== Document text ==
The first involves including the Bank of England in its debt measure. The reason it is excluded at the moment is because of the term funding scheme (TFS), which offered cheap loans following the Brexit vote and Covid.
This added significantly to debt while the loans were being dealt out, then reduced as the loans were paid back. The TFS will have wound up completely by the end of the decade. By including the Bank’s debt, Reeves’ headroom could increase to £25bn compared to £8.9bn in the last Budget.
The TBI says going a step further and excluding student loans from the debt measure could hand Reeves £52bn to play with in the Autumn, in a move that would align more closely with her mantra of taking into account investment.
The TBI’s Browne says: “The current debt rule is very constraining. A big reason why you’re not getting a big fall in the official measure by the end of the decade – despite actual borrowing being forecast to be pretty small by then – is because of the student loans that will be issued, adding to the debt.
“So it seems slightly odd to be arguing we should be investing less in hospitals and schools just because we’re issuing lots of student loans.”
While Reeves has said she doesn’t want to tinker with Hunt’s definition of debt, Browne adds that this definition would allow her to borrow £7.3bn for her National Wealth Fund without being constrained by her rules.
‘A simple problem Reeves cannot ignore’
Reeves said in her Mais lecture this year that she would ask the OBR to “report on the long-term impact of capital spending decisions”, adding that she would publish “wider measures of public sector assets and liabilities at fiscal events, showing how the health of the public balance sheet is bolstered by good investment decisions”.
Our headline measure of public investment also includes the student loans that the Government assumes won’t be paid back, according to the Institute for Fiscal Studies. Stripping this out could enable more money to be spent on big-ticket projects.
Accounting tricks aside, there is a simple problem Reeves cannot afford to ignore. Outside the pandemic, the UK is already issuing the most debt in its history.
Fears are also rising ahead of the public sector pay deals that will be made by Reeves instead this summer.
The Chancellor already recognises the challenges ahead, while Prime Minister Sir Keir Starmer has insisted the Government will not “return to austerity”.

== Information provided ==

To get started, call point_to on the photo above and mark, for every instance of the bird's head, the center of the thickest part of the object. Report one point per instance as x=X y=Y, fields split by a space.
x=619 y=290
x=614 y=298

== Exercise 1 ==
According to the text on Reeves' debt rules, how high could her headroom rise if the Bank of England's debt were included?
== Exercise 2 ==
In the text on Reeves' debt rules, switch "Brexit vote" to "Brexit referendum" and give the passage from "The first involves" up to and including "the last Budget.".
== Exercise 3 ==
Continue the text on Reeves' debt rules from its final sentence.
The listing has no connection to the text on Reeves' debt rules.

== Exercise response 1 ==
It could rise to £25bn.

== Exercise response 2 ==
The first involves including the Bank of England in its debt measure. The reason it is excluded at the moment is because of the term funding scheme (TFS), which offered cheap loans following the Brexit referendum and Covid.
This added significantly to debt while the loans were being dealt out, then reduced as the loans were paid back. The TFS will have wound up completely by the end of the decade. By including the Bank’s debt, Reeves’ headroom could increase to £25bn compared to £8.9bn in the last Budget.

== Exercise response 3 ==
The International Monetary Fund has warned that £30bn of tax rises or spending cuts will be needed by the end of the decade to top up departmental budgets.
Imogen Bachra, a bond strategist at NatWest Markets, says traders recognise the difference between investment and profligacy. “I think markets in general will tend to forgive borrowing for investment that could drive economic growth more than borrowing for other things that might not improve the productive capacity of the economy,” she says.
But Bachra adds that markets will be wary of handing Reeves a blank cheque for investment spending.
“Whilst borrowing for investment may bring growth over the medium to longer term, markets tend to be more short-sighted and the near-term concern of higher borrowing may outweigh any long-term positives,” she adds.
Thomas Pope, an economist at IfG, agrees: “There are certainly good arguments in favour of higher public investment.
“What I would say is that there shouldn’t just be a free pass on extra investment. The Government needs to make sure that the money is spent well.”
Pope highlights that while Boris Johnson’s pledge to build 40 new hospitals was an eye-catching announcement, it is smaller investments that provide the most value for money.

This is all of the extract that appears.